**Work item:** Where the data below contains pictures, omit them; output the rest word for word.

**Data provided:**
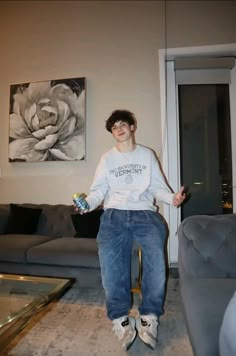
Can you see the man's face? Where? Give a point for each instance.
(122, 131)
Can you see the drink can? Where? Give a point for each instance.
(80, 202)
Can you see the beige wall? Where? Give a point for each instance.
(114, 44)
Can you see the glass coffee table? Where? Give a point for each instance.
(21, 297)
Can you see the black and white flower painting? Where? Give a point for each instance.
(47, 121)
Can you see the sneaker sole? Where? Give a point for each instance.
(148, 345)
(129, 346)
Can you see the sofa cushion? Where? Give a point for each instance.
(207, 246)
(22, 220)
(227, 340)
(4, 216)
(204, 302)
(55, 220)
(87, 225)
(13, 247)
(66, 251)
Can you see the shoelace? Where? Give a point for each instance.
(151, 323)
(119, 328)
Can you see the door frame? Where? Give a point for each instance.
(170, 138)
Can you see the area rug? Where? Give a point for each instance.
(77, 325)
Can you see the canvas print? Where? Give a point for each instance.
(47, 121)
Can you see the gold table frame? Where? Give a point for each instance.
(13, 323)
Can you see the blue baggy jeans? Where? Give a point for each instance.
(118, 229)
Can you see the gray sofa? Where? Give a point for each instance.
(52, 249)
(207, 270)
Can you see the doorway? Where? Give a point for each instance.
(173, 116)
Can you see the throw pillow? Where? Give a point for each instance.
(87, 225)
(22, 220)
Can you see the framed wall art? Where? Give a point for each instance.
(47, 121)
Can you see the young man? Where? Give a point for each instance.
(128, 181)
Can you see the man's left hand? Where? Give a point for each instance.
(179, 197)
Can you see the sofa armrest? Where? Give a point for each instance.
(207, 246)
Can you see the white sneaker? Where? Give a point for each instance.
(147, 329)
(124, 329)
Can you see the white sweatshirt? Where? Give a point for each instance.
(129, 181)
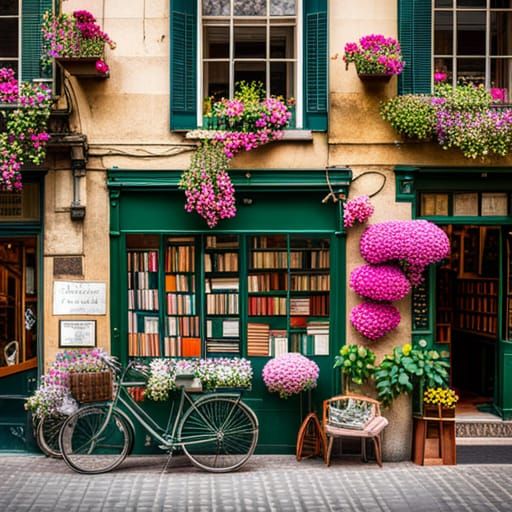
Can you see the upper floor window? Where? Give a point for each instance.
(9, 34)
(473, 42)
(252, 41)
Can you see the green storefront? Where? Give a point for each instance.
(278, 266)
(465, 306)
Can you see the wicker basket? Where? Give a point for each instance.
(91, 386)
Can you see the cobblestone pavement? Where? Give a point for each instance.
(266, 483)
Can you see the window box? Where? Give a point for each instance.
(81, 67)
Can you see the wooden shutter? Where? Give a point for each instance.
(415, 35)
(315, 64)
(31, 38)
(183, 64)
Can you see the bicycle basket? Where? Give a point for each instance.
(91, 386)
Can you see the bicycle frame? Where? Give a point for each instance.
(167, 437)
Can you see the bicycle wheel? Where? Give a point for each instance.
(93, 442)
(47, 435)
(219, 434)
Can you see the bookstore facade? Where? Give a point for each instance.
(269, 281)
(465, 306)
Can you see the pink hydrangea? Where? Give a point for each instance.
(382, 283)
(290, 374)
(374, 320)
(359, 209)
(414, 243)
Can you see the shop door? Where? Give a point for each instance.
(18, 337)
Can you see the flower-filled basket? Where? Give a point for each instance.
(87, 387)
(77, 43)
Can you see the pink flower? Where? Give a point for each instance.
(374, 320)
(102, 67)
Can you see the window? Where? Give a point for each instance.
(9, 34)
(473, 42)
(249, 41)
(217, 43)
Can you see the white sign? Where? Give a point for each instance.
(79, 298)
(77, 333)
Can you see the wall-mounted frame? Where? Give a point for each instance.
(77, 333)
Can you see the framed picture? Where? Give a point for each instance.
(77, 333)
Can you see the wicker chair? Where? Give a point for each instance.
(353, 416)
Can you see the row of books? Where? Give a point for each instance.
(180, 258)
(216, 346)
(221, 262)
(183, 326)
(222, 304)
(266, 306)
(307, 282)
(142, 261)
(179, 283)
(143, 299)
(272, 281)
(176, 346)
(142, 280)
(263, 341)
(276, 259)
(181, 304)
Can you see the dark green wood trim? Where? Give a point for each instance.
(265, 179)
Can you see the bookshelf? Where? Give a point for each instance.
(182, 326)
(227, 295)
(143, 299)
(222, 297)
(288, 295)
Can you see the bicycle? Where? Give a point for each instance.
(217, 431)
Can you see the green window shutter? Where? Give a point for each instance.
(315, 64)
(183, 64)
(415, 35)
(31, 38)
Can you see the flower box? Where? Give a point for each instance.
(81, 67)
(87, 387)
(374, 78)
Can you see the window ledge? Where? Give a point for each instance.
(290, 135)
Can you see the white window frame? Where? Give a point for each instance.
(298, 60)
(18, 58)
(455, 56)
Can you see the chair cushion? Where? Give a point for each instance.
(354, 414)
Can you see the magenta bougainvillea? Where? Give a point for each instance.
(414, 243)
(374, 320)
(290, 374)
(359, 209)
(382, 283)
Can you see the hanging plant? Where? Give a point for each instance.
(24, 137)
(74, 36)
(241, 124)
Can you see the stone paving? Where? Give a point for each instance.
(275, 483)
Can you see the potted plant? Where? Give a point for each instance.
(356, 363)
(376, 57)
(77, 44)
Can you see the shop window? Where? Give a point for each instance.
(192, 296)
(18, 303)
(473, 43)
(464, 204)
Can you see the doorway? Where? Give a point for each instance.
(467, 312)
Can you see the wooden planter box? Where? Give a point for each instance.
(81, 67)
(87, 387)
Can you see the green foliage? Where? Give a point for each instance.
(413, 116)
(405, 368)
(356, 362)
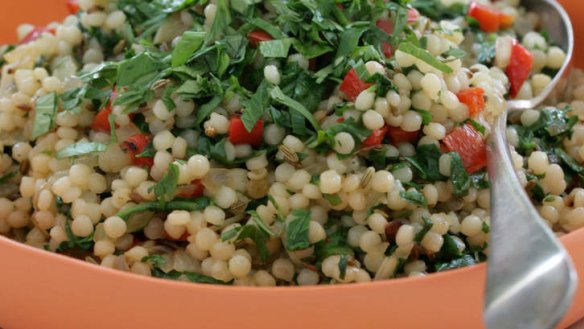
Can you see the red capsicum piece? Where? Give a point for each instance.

**Response:**
Can you see the man's face? Where? Give a point for each instance.
(122, 131)
Can you see the drink can? Where? Give a point for each instance.
(80, 202)
Can you see the beige wall? Where? Give a point for each instance.
(114, 44)
Can you see the glass coffee table? Where? Give a point for each instance.
(21, 297)
Can you see the black and white flower painting? Where? Give a point for each instance.
(47, 121)
Can you see the sneaker sole? Where? Give a point for each instance.
(148, 345)
(129, 346)
Can you see the sofa cushion? Where? Give a point for each instance.
(207, 246)
(22, 220)
(227, 340)
(4, 216)
(204, 302)
(55, 220)
(87, 225)
(13, 247)
(66, 251)
Can you see the shoelace? Where? Give a point for each instance.
(151, 323)
(119, 328)
Can you see the door frame? Where? Give a point for each instance.
(170, 138)
Can you see the area rug? Where? Give a point for each instance.
(77, 325)
Can you see the canvas print? Where? Give a point for each instance.
(47, 121)
Can you see the gold table frame? Where? Give a point for each instance.
(13, 323)
Can you see the blue baggy jeans? Where? Give a point for each instance.
(118, 229)
Can you see the gray sofa? Where? Give a point for each instance.
(52, 249)
(207, 270)
Can you see the doorway? Where? Give a point for each instance.
(173, 116)
Can you see the throw pillow? Where? Give a point for each instance.
(87, 225)
(22, 220)
Can you see the framed wall art? Where? Give a point for each instance.
(47, 121)
Can you see the young man? Where? Give a point for each instance.
(128, 181)
Can you see the man's left hand? Where? Give a point for each instance.
(179, 197)
Can you see the sofa armrest? Where? Give a point for each instance.
(207, 246)
Can you see the white sneaker? Where? Give a point for each instance.
(147, 329)
(124, 329)
Can you see the white sweatshirt? Where? Give a point for each instance.
(129, 181)
Can you see the upper floor window? Where? Give a point for each instance.
(9, 34)
(473, 42)
(252, 41)
Can you see the green storefront? Where? Give a point for each instance.
(278, 266)
(465, 306)
Can you see the wicker basket? Where? Give a point for each instance.
(91, 386)
Can you see the cobblestone pavement? Where? Give a point for each instance.
(266, 483)
Can you see the window box? Where? Give a point for each instance.
(81, 67)
Can you see the wooden shutter? Where? Give a point for each instance.
(415, 35)
(315, 64)
(31, 38)
(183, 64)
Can you see the bicycle basket? Where? Give a point for each instance.
(91, 386)
Can you see the bicycle frame? Where? Give a point for each instance.
(167, 437)
Can you see the bicycle wheel? Where? Give a point for each instance.
(93, 442)
(47, 435)
(219, 434)
Can you see the bookstore facade? Where? Give a point for each instance.
(269, 281)
(465, 306)
Can you see the pink hydrangea? Where? Give a point for each instance.
(382, 283)
(290, 374)
(374, 320)
(359, 209)
(414, 243)
Can you see the shop door? Where? Give a point for each instance.
(18, 337)
Can you see the flower-filled basket? Where? Give a point for each instance.
(87, 387)
(77, 43)
Can you see the pink flower? Where? Give a point for each instance.
(374, 320)
(102, 67)
Can you see the window? Where? Give a point for each instance.
(9, 34)
(473, 42)
(249, 41)
(217, 43)
Can you see the white sign? Where? Give a point for each instance.
(79, 298)
(77, 333)
Can you see the wall-mounted frame? Where? Give a point for each instance.
(77, 333)
Can you see the framed picture? Where? Give a point for each instance.
(77, 333)
Can you see the wicker chair? Where? Give a point for each instance.
(353, 416)
Can you see the row of books? Where? Give a point for each instance.
(180, 258)
(216, 346)
(221, 262)
(183, 326)
(222, 304)
(266, 306)
(307, 282)
(142, 261)
(179, 283)
(143, 299)
(272, 281)
(176, 346)
(142, 280)
(263, 341)
(276, 259)
(181, 304)
Can you see the dark green wood trim? Where? Give a point for each instance.
(265, 179)
Can you see the bookshelf? Where? Give a point for each instance.
(182, 326)
(227, 295)
(143, 299)
(222, 297)
(288, 295)
Can you see the bicycle? Where? Give a point for each instance.
(217, 431)
Can you see the green window shutter? Where? Give a point for each instance.
(315, 64)
(183, 64)
(415, 35)
(31, 38)
Can you see the flower box? Where? Give a point for each instance.
(81, 67)
(87, 387)
(374, 78)
Can you see the window ledge? Where? Give a point for each instance.
(290, 135)
Can you see the white window frame? Where? Give a point for each instance.
(298, 60)
(18, 58)
(455, 56)
Can you see the chair cushion? Where? Give a point for each instance.
(354, 414)
Can you see the magenta bougainvillea? Where? Give a point for each instance.
(414, 243)
(374, 320)
(290, 374)
(359, 209)
(382, 283)
Can you see the hanging plant? Where? Give a point for each instance.
(24, 137)
(74, 36)
(241, 124)
Can you see the stone paving? Where? Give a point for each instance.
(275, 483)
Can you see the potted plant? Where? Give a point for each instance.
(356, 363)
(376, 57)
(77, 44)
Can you see the shop window? Where? Give a point for each instance.
(192, 296)
(18, 303)
(473, 43)
(464, 204)
Can you see the doorway? Where? Give a point for each instance.
(467, 312)
Can you see the wooden planter box? Where? Give a point for each instance.
(81, 67)
(87, 387)
Can you see the green foliage? Where? Give a point for each instance.
(413, 116)
(405, 368)
(356, 362)
Can you see the red capsicum piece? Where? Give a point for each instance.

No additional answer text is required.